**SET OF TASKS:**
1. In the passage on game console developer programs, what must studios agree to do with the development hardware once it is no longer needed?
2. Please list each thing the passage on game console developer programs names as something studios are given access to after joining the program.

**TEXT FOR ANALYSIS:**
Content starts

As a start, game console manufacturers are an example of organizations which must distribute proprietary hardware on a limited basis to developers. Their programs generally look something like this:
- Development studios who would like development hardware (say XBox360 devkits) must first apply to become part of the developers program. This involves providing credentials (a publishing contract for example), and then signing a NDA. They are then given access to a private development area, forums, support group, etc., and are allowed to purchase hardware through the developers program. The hardware is not theirs, they must agree to send it back in 5 years or so when no longer needed, but if it breaks it will be fixed without charge.

Content ends

**INPUT DATA:**
Content starts

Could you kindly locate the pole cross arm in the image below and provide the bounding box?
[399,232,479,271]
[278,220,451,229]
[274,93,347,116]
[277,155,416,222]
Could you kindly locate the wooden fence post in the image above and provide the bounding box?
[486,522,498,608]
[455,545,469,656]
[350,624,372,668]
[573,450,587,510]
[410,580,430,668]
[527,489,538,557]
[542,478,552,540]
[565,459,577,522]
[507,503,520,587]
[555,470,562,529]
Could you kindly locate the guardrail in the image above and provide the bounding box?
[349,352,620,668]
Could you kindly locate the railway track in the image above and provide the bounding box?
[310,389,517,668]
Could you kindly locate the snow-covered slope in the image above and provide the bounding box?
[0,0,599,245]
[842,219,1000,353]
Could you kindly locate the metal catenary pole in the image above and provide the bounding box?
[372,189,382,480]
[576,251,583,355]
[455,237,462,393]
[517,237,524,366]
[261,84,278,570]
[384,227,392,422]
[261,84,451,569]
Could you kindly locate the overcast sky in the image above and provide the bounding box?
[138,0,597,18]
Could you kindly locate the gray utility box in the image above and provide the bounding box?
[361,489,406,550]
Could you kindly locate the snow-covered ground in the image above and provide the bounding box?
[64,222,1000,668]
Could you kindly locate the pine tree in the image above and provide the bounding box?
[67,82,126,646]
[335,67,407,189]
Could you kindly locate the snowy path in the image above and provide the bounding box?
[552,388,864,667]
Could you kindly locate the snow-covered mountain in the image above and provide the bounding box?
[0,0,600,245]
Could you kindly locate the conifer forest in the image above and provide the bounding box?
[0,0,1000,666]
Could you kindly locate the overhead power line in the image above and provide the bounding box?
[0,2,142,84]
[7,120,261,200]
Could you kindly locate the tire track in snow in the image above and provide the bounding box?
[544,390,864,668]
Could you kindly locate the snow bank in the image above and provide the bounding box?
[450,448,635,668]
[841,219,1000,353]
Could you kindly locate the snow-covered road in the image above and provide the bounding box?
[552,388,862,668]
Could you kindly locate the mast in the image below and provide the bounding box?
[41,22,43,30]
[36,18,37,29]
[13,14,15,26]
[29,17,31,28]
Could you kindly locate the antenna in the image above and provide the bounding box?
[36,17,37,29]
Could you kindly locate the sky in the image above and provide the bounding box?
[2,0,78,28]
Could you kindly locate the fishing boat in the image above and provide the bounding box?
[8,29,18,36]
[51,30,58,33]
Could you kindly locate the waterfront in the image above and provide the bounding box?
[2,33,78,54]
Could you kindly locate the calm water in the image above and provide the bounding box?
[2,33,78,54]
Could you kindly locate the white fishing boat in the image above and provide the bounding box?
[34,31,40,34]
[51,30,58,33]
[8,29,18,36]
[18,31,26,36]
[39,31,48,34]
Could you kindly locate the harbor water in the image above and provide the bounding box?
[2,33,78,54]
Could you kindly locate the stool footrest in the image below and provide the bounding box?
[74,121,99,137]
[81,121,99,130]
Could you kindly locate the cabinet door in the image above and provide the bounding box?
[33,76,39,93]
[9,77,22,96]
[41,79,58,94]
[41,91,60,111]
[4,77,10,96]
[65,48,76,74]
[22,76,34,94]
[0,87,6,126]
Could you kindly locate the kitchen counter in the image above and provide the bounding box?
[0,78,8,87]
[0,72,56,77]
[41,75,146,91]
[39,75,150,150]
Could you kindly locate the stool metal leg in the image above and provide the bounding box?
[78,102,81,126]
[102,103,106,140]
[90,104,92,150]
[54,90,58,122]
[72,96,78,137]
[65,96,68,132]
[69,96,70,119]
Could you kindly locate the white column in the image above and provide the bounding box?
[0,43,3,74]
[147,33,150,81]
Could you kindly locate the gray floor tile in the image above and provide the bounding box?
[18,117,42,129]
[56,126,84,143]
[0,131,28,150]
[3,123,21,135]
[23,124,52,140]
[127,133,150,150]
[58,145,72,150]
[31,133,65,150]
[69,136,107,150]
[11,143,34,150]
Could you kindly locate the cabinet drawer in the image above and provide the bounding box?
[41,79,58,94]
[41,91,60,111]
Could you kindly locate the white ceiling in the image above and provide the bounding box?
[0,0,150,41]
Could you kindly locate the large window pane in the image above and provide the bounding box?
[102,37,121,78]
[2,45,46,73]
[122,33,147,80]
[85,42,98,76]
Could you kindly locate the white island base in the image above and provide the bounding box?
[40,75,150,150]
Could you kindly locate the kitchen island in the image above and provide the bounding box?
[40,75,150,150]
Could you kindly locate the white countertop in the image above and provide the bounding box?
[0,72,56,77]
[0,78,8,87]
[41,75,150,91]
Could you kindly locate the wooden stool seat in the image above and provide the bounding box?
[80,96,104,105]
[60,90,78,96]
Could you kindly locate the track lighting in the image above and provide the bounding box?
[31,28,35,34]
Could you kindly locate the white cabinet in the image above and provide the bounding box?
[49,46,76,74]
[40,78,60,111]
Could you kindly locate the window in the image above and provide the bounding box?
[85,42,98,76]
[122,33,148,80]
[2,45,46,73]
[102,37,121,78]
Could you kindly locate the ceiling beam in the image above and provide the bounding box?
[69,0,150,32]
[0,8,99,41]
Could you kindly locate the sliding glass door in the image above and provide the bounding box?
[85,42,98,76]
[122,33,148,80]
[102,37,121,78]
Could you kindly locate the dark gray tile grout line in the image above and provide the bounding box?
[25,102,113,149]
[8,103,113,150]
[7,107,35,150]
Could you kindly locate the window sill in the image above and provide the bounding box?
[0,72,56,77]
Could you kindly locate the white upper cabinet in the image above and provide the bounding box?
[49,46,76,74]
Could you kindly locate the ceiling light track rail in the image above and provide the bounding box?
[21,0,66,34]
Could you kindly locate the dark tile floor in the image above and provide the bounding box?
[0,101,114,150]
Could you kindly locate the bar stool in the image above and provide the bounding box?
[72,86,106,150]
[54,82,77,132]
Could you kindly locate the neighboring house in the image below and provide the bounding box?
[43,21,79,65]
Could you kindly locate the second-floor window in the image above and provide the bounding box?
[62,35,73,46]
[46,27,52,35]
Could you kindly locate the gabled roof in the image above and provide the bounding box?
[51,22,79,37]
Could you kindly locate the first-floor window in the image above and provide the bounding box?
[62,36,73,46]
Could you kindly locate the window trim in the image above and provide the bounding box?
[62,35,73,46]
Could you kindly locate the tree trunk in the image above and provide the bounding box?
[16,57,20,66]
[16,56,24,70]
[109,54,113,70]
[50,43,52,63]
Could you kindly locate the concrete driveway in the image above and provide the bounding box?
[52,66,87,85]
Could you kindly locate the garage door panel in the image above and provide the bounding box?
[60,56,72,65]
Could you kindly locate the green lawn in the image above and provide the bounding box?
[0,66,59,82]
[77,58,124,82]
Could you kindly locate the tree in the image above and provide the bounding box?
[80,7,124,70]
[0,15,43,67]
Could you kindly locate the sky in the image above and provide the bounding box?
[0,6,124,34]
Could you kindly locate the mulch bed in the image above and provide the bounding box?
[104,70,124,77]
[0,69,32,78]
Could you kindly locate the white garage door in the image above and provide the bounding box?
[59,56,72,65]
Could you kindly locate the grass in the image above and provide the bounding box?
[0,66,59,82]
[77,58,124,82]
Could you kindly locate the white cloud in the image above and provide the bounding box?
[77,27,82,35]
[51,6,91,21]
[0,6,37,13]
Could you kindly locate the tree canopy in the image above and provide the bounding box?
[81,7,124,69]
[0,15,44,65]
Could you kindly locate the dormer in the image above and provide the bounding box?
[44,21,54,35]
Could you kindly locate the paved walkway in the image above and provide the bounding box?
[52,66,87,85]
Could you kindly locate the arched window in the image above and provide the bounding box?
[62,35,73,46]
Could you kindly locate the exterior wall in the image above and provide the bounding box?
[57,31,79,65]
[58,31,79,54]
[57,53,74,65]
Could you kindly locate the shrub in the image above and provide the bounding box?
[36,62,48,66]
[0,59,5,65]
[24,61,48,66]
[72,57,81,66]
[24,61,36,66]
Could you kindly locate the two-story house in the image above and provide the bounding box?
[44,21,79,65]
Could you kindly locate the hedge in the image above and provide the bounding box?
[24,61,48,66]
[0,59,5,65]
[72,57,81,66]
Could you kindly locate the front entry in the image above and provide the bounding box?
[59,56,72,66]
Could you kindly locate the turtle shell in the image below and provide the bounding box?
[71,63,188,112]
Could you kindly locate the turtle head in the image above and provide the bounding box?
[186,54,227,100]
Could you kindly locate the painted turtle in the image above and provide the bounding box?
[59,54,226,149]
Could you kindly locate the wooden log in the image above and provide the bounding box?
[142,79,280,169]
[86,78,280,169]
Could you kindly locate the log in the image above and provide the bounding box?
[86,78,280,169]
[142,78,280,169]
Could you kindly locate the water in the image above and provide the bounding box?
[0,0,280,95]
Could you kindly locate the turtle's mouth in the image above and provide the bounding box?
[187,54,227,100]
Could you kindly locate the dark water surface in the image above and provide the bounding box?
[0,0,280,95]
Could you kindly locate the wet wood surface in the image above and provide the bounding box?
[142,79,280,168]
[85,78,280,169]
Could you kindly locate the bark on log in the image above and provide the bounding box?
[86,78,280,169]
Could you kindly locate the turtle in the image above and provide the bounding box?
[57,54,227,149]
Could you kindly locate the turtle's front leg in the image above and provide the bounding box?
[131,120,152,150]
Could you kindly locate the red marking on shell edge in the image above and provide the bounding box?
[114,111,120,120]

Content ends

**SOLUTIONS BY TASK:**
1. They must agree to send it back, in 5 years or so.

2. A private development area, forums, and a support group.